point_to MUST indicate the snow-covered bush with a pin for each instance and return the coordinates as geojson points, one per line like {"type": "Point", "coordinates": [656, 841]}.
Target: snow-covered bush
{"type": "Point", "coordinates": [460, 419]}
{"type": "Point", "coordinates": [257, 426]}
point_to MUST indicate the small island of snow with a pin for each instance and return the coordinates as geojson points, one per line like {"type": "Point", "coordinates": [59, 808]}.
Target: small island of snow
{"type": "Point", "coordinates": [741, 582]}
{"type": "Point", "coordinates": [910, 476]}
==
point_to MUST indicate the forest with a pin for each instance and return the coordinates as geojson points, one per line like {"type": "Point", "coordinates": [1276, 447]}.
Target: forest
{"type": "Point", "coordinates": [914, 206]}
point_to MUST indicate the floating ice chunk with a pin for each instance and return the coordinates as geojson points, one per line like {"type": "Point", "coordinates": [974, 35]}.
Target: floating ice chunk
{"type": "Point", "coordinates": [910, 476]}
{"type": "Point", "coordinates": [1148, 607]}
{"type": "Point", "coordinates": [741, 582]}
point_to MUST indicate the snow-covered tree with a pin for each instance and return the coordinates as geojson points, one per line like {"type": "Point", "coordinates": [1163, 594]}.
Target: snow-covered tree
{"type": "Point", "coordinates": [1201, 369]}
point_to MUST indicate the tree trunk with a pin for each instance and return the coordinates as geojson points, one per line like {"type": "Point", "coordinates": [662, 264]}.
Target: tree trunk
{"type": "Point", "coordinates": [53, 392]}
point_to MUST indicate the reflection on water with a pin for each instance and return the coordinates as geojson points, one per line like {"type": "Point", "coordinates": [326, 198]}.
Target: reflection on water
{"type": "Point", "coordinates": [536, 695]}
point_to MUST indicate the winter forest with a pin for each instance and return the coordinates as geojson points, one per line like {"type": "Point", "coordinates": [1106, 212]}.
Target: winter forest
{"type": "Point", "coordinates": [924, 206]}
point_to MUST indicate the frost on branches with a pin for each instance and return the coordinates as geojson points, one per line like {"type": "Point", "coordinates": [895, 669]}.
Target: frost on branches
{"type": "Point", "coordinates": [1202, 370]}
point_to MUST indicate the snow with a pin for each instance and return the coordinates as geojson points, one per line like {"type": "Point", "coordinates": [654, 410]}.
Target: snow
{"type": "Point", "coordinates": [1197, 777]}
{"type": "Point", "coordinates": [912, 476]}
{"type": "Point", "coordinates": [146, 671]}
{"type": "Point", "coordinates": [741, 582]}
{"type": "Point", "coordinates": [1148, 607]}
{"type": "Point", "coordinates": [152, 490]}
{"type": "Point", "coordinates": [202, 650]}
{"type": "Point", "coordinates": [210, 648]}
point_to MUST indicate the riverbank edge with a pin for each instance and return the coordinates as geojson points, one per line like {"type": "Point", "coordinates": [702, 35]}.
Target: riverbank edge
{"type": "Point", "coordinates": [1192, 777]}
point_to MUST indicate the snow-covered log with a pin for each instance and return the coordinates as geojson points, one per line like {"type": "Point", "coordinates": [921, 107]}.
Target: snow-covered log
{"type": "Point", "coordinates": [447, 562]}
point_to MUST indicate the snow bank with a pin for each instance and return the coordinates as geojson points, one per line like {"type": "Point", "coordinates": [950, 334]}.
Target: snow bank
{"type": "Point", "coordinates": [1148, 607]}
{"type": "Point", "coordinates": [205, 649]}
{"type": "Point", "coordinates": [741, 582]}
--
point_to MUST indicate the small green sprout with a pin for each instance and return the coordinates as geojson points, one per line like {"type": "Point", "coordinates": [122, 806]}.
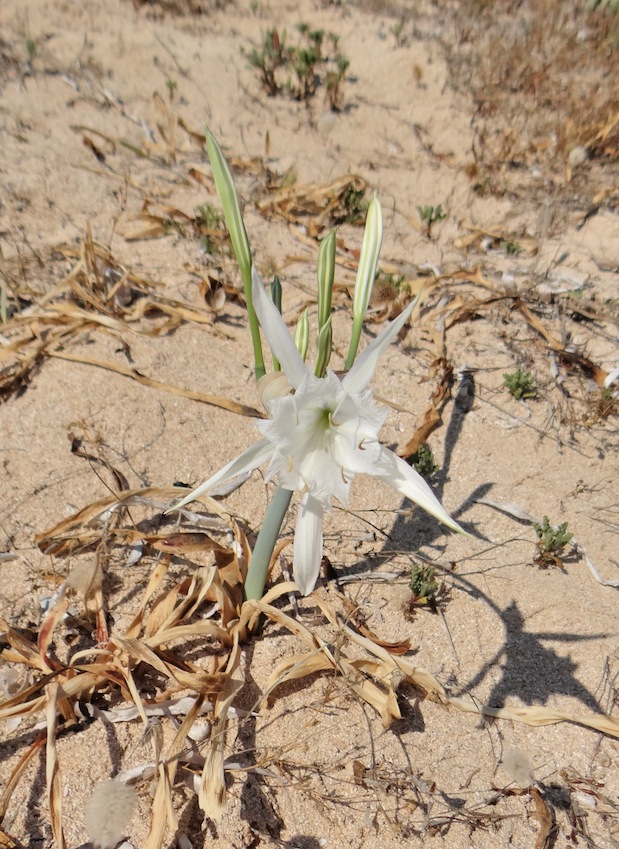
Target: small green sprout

Problem statement: Extract each line of the data above that contains the string "green".

The reply:
point_to MUST indicate the small green sprout with a pin for each instance and return the coordinates as geojson points, one per line like {"type": "Point", "coordinates": [122, 806]}.
Target: small green sprout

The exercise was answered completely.